• _Instructions to follow_: The full set of lines below has to be duplicated exactly, with no picture kept.
● ● ●
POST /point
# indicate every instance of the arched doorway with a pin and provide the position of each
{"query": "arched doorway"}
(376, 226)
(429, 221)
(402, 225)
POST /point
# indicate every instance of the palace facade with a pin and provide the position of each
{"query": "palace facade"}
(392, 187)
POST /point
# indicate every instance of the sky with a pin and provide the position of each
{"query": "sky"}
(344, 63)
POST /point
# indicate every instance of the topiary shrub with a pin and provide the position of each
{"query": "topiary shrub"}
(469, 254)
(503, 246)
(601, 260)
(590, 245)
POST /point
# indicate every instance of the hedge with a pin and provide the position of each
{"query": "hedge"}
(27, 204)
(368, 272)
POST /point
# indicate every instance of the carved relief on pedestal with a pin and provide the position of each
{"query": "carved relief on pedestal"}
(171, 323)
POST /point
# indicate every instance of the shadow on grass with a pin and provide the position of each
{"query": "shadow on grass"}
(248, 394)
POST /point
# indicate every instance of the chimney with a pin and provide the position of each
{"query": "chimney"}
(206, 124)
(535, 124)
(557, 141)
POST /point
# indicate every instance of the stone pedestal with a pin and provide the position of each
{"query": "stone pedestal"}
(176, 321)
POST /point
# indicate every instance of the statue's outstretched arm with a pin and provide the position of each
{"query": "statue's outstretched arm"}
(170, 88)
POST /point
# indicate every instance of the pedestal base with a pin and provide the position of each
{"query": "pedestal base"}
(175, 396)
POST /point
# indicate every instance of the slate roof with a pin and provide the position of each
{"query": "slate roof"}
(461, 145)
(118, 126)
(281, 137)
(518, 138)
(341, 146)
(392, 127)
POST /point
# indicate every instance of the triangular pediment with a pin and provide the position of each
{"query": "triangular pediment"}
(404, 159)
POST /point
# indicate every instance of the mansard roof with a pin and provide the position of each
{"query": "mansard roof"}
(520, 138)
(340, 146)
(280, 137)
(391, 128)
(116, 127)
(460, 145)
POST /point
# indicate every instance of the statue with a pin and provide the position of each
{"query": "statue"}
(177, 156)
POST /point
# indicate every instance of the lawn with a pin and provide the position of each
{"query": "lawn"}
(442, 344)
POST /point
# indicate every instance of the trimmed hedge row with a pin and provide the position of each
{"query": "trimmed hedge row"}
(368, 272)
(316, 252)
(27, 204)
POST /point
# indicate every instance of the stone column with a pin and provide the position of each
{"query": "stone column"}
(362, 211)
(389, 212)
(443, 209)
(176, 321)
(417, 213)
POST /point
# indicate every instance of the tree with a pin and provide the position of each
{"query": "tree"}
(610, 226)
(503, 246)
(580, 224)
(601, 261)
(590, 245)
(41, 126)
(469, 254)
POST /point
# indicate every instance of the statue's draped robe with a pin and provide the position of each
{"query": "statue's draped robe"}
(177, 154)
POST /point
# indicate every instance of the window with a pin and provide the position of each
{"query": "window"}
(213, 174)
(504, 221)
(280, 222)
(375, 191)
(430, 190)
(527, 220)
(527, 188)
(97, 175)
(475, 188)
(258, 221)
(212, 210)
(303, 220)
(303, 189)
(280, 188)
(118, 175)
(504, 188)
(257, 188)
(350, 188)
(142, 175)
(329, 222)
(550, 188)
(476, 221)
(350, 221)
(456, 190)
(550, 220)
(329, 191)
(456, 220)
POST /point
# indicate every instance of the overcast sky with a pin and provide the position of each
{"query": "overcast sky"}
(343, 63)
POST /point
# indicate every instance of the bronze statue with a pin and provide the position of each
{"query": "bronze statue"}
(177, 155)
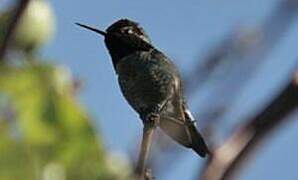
● ● ●
• _Task output_:
POST /point
# indicate every instance of the arched doorway with a pin and provide the position of each
{"query": "arched doorway"}
(376, 226)
(429, 221)
(402, 225)
POST /point
# indicate every instance of the palace facade with a pin and provide the position of each
{"query": "palace facade"}
(392, 187)
POST /point
# indicate every instance of the sky with a pin and provide the position of each
{"query": "sky"}
(344, 63)
POST /point
# indicate every instance of the topiary shrub with a pin and provide the position of each
{"query": "topiary shrub"}
(469, 254)
(503, 246)
(601, 260)
(590, 245)
POST /point
# indicate every instance of the hedge with a pin and provide the position of each
{"query": "hedge"}
(27, 204)
(368, 272)
POST /point
# indicate every instance of the carved relief on pedestal with a pin and provide the position of each
{"query": "carved relief on pedestal"}
(171, 323)
POST /point
# indicate every instance of the shadow on grass with a pin and provide the position of each
{"query": "shadow on grass"}
(248, 394)
POST /point
# indicate every instance of the chimney with a pin and provide the position of each
{"query": "chimney"}
(206, 124)
(535, 124)
(557, 141)
POST /point
# indicate every instance of the stone pedestal with a pin and provide the position of each
{"query": "stone pedestal"}
(176, 321)
POST /point
# indicate every instance of the statue's outstretched arm with a pin and provide the position of each
{"query": "statue's outstretched arm"}
(170, 88)
POST /point
# indicate every instance of the pedestal base with a pin and provide the position of each
{"query": "pedestal base"}
(175, 396)
POST /point
# indicate every instance of the slate roof with a pin and provide the position of each
{"query": "slate roof"}
(461, 145)
(118, 126)
(281, 137)
(518, 138)
(341, 146)
(392, 127)
POST /point
# indicate every instance of the triangular pediment with a pin and provide the position of each
{"query": "triangular pediment"}
(404, 159)
POST /point
# indicate every instance of the mansard roof with a pin and provide the position of each
{"query": "mansard roof"}
(520, 138)
(340, 146)
(280, 137)
(391, 128)
(116, 127)
(460, 145)
POST /point
# indicate every instance of the statue with a pin and provide the position of each
{"query": "statue"}
(177, 156)
POST /point
# indicate every instance of the lawn with a pin and provide the position of each
{"query": "lawn"}
(442, 344)
POST /point
# indicate every instance of the trimmed hedge row with a pin and provide the position of each
{"query": "trimmed hedge row"}
(368, 272)
(316, 252)
(27, 204)
POST /point
# indicate every instance of the stone column with a pin and provide the position of each
{"query": "stone column"}
(362, 211)
(389, 212)
(443, 209)
(176, 321)
(417, 213)
POST /point
# indicate every instance of the tree with a pin and provide the position of each
{"query": "tree"}
(610, 226)
(503, 246)
(580, 224)
(601, 261)
(590, 245)
(41, 126)
(469, 254)
POST /point
# indicate every instance of the statue's draped robe with a pin and provide the position of each
{"query": "statue's draped robe"}
(177, 154)
POST /point
# indicate every instance of the window with a pin and provide the position of each
{"query": "window"}
(213, 174)
(504, 221)
(280, 222)
(375, 191)
(430, 190)
(527, 220)
(527, 188)
(97, 175)
(475, 188)
(258, 221)
(212, 210)
(303, 220)
(303, 189)
(280, 188)
(118, 175)
(504, 188)
(257, 188)
(350, 188)
(142, 175)
(329, 222)
(550, 188)
(476, 221)
(350, 221)
(456, 190)
(550, 220)
(329, 191)
(456, 220)
POST /point
# indicate every instance of the overcast sky with a pin and provide the position of each
{"query": "overcast sky"}
(343, 63)
POST /point
# indicate every instance of the bronze statue with a pin and provide the position of each
{"query": "bronze statue"}
(177, 155)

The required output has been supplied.